**Excerpt**
────
After some unnecessary adjournments, the-learned Magistrate decided to proceed under Chapter 18 of the Code from the stage of Section 210. The accused persons wanted to cross-examine the prosecution witnesses on the ground that they had the statutory right under Section 208 of the Code to cross-examine the prosecution witnesses before commitment. This was refused by the learned Magistrate. There was then an application to this Court, and this Court by its order dated 8-8-1950, set aside the charges framed by the learned Magistrate and directed that the case do proceed from stage of Section 208 (2), Criminal P. C. Thereafter, the learned Magistrate allowed fresh cross-examination of some of the witnesses. Mr. A. N. Omar, the then Excise Commissioner, was examined as a court witness. Thereafter, fresh charges were framed and the petitioners were committed to the Court of Session, by an order of the learned Magistrate dated 10-1-1951.

6. It would be convenient to take up the application of the railway employees separately

from the applications of the distillery proprietors. I proceed to consider the application of
the railway employees first.

7. There are six railway employees : (1) B. K. Banerjee, who was at the relevant dates, Assistant Goods Clerk at Samastipur; (2) S. N. Chatterjee, Loading Foreman at Samastipur; (3) N. K. Das, Mileage Clerk of Samastipur; (4) S. N. Ghosh, Station Master, Semaria Ghat; (5) B. N. Mukherjee, Goods Clerk at Semaria Ghat; and (6) Ajab Lall Missir, Tally Clerk at Semaria Ghat. On behalf of these six petitioners, a point of law has been taken that with regard to the alleged offences under Section 161, Penal Code, and Sub-section (2) of Section 5, Prevention of Corruption Act, 1947, the learned Magistrate took cognizance in violation of the provisions of Section 6, Prevention of Corruption Act, 1947; therefore, the order of commitment is bad in law. Section 6 states, ‘inter alia’ that no Court shall take cognizance of an offence punishable under Section 161, Penal Code, or under Sub-section (2) of Section 5 of this Act (meaning the Prevention of Corruption Act, 1947), alleged to have been committed by public servant, except with the previous sanction (as the case may be) of the Central Government, the Provincial Government, or the authority competent to remove the public servant from his office.
────
**To do**
[1] In the court excerpt, what was the date of the order committing the petitioners to the Court of Session?
[2] Rewrite the paragraph of the court excerpt that begins "There are six railway employees" as a short list, keeping its main facts.
[3] Carry the court excerpt on the railway employees' commitment order forward, starting after its final sentence.
────
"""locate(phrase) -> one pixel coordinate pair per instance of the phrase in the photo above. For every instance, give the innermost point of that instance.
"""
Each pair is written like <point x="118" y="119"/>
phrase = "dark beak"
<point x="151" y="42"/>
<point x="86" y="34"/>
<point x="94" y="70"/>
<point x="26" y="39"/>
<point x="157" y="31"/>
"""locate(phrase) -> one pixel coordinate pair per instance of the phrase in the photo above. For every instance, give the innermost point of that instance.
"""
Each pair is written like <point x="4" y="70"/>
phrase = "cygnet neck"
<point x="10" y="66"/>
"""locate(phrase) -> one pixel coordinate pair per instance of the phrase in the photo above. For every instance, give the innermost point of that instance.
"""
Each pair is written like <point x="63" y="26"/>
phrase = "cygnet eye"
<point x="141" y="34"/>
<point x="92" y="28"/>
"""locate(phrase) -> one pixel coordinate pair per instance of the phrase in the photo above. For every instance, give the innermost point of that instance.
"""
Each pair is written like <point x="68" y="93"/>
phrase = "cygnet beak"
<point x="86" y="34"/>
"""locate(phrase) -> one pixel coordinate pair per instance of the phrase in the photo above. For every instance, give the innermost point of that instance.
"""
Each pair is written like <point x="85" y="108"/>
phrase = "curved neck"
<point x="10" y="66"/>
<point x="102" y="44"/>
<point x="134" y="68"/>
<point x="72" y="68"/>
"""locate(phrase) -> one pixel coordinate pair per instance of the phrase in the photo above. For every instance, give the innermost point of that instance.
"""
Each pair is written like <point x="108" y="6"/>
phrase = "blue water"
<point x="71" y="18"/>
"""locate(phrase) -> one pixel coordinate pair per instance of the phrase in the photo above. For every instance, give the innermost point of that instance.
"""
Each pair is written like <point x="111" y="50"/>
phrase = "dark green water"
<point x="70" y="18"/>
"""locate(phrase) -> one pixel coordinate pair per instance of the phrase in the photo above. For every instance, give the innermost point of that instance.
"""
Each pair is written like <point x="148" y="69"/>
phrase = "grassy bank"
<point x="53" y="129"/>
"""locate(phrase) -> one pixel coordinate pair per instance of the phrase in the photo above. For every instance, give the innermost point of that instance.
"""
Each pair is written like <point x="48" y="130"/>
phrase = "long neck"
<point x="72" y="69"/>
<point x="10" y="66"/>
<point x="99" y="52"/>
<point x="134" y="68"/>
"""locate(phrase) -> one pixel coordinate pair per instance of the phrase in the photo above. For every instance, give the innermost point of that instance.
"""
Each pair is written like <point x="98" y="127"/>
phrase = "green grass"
────
**Expected answers**
[1] The order was dated 10-1-1951.

[2]
- The six railway employees and their posts at the relevant dates:
  - B. K. Banerjee, Assistant Goods Clerk, Samastipur
  - S. N. Chatterjee, Loading Foreman, Samastipur
  - N. K. Das, Mileage Clerk, Samastipur
  - S. N. Ghosh, Station Master, Semaria Ghat
  - B. N. Mukherjee, Goods Clerk, Semaria Ghat
  - Ajab Lall Missir, Tally Clerk, Semaria Ghat
- Their point of law: for the alleged offences under Section 161, Penal Code, and Section 5(2), Prevention of Corruption Act, 1947, the Magistrate took cognizance in violation of Section 6 of that Act, so the commitment order is bad in law.
- Section 6: no Court may take cognizance of these offences by a public servant without previous sanction from the Central Government, the Provincial Government, or the authority competent to remove him from office.

[3]
In the case before me, Clause (c) of Section 6 admittedly applied, and previous sanction of the authority competent to remove the petitioners was necessary before the offences under Section 161, Penal Code, and Sub-section (2) of Section 5, Prevention of Corruption Act, 1947, could be taken cognizance of. by a Court. The facts necessary for determination of this point are these : I have already stated that the supplementary charge-sheet against these petitioners was submitted on 24-5-1949. The learned Magistrate dealt with this supplementary charge-sheet by his order dated 25-5-1949. On that date the Special Public Prosecutor filed a petition to the effect that two of the petitioners, who were cited in the previous charge-sheet as witnesses, should now be removed from that category, as they were shown in the category of accused persons in the supplementary charge-sheet.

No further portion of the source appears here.